Reading text:
- Music
- 29 Mar 10
Our favourite country-rock experimentalists are on their way to Belfast for a one-off appearance. And they’ll be bringing some interesting guests in tow.
Regular readers of this column will know that my favourite time of the year is the ten day period when the Open House Festival takes over the backstreets and bars of Belfast. Yes, yes – I know it’s still six months away and I do feel like a bit of a clown jumping up and down about it already.
However, the organisers have just announced the first bands, which include Wilco’s Belfast debut in the marquee at Custom House Square, where they’ll be joined by the Felice Brothers. In an intriguing addition to the bill, Field Music will be performing also. The triple-header is on Friday September 10. It will be your only chance to see either Wilco or the Felice Brothers on this island this year.

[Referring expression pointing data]

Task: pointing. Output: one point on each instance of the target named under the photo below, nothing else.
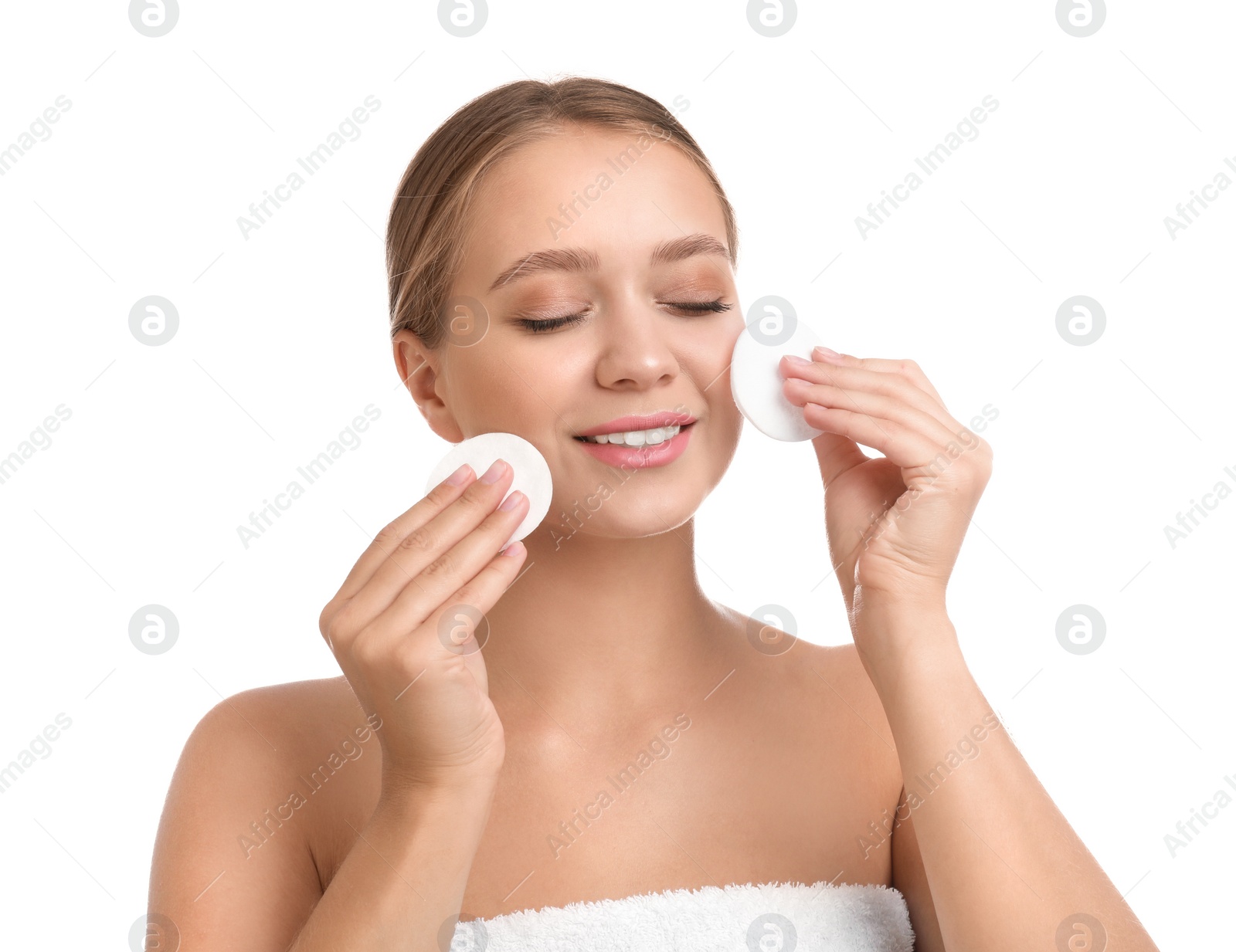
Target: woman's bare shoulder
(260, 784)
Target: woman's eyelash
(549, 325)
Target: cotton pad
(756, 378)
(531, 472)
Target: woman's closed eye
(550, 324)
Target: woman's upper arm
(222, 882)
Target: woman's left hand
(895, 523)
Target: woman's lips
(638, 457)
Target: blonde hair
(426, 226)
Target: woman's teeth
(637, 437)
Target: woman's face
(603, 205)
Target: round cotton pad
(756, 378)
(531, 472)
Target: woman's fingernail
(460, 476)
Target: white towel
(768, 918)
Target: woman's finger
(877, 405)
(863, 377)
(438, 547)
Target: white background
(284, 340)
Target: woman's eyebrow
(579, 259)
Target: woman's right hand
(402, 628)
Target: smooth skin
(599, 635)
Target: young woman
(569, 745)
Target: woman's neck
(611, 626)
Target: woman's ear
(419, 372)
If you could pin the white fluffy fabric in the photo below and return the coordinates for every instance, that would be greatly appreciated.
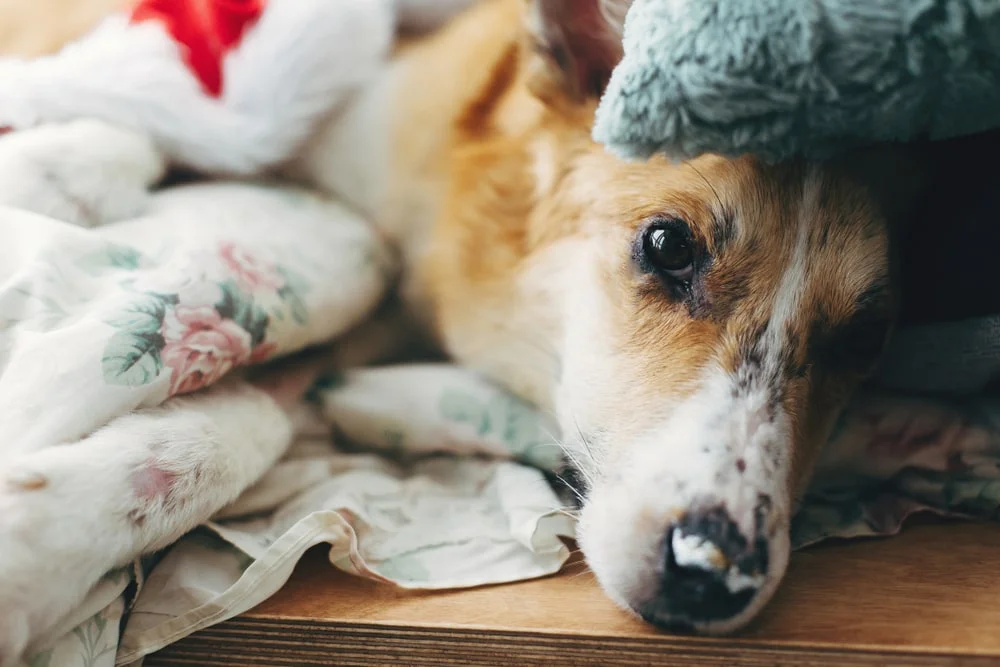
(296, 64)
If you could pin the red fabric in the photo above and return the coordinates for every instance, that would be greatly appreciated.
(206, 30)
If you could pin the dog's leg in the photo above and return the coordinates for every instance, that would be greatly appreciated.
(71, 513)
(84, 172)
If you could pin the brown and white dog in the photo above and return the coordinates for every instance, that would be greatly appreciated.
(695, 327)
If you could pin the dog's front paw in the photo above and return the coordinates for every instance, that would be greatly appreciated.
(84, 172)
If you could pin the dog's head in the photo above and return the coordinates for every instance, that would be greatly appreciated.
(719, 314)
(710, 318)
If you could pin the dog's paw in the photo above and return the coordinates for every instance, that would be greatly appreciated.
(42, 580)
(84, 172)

Work task A:
Reproduce the passage of the music column that begins at the words "Regular readers of" and stops after the words "about it already.".
Work task B:
According to the music column, where will Wilco make its Belfast debut?
Work task C:
Decide whether each statement agrees with the music column, answering yes or no and quoting the words that settle it: (i) The triple-header takes place on Friday September 10. (ii) The Open House Festival runs for two weeks. (iii) The festival is still six months away.

Your response A:
Regular readers of this column will know that my favourite time of the year is the ten day period when the Open House Festival takes over the backstreets and bars of Belfast. Yes, yes – I know it’s still six months away and I do feel like a bit of a clown jumping up and down about it already.

Your response B:
In the marquee at Custom House Square.

Your response C:
(i) Yes: "The triple-header is on Friday September 10."
(ii) No: "the ten day period when the Open House Festival takes over the backstreets and bars of Belfast"
(iii) Yes: "I know it’s still six months away"